요구 사항 = 아래의 모든 행을 한 글자도 바꾸지 말고 원문 그대로 반환하시오.

데이터 행 =
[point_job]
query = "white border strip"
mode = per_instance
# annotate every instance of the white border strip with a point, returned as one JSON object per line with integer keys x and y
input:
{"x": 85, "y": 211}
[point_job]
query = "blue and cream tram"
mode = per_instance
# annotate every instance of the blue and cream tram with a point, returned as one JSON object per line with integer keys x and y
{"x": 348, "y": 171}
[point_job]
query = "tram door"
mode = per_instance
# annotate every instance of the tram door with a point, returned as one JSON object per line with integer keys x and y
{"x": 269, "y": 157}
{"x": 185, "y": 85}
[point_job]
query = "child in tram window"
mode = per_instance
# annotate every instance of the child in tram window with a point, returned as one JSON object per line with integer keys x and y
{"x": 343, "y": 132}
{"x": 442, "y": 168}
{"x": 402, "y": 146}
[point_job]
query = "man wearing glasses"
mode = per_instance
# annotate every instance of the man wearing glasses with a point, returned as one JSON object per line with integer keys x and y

전체 응답 =
[point_job]
query = "white border strip"
mode = per_instance
# annotate every instance of the white border strip with a point, returned as one JSON object per line with integer keys x and y
input:
{"x": 85, "y": 211}
[point_job]
query = "blue and cream tram"
mode = per_instance
# annotate every instance of the blue and cream tram with a point, returned as one JSON object per line with integer keys x and y
{"x": 348, "y": 171}
[point_job]
query = "tram door"
mode = per_instance
# annotate every instance of the tram door with a point, returned as one JSON object per line with integer keys x and y
{"x": 269, "y": 157}
{"x": 185, "y": 85}
[point_job]
query = "child in tram window"
mode = per_instance
# annotate every instance of the child in tram window with a point, returned as one JSON object per line with integer keys x and y
{"x": 343, "y": 132}
{"x": 442, "y": 168}
{"x": 402, "y": 146}
[point_job]
query = "man wearing glasses"
mode = per_instance
# annotate every instance of the man wearing glasses with a point, returned as one JSON object per line with integer keys x and y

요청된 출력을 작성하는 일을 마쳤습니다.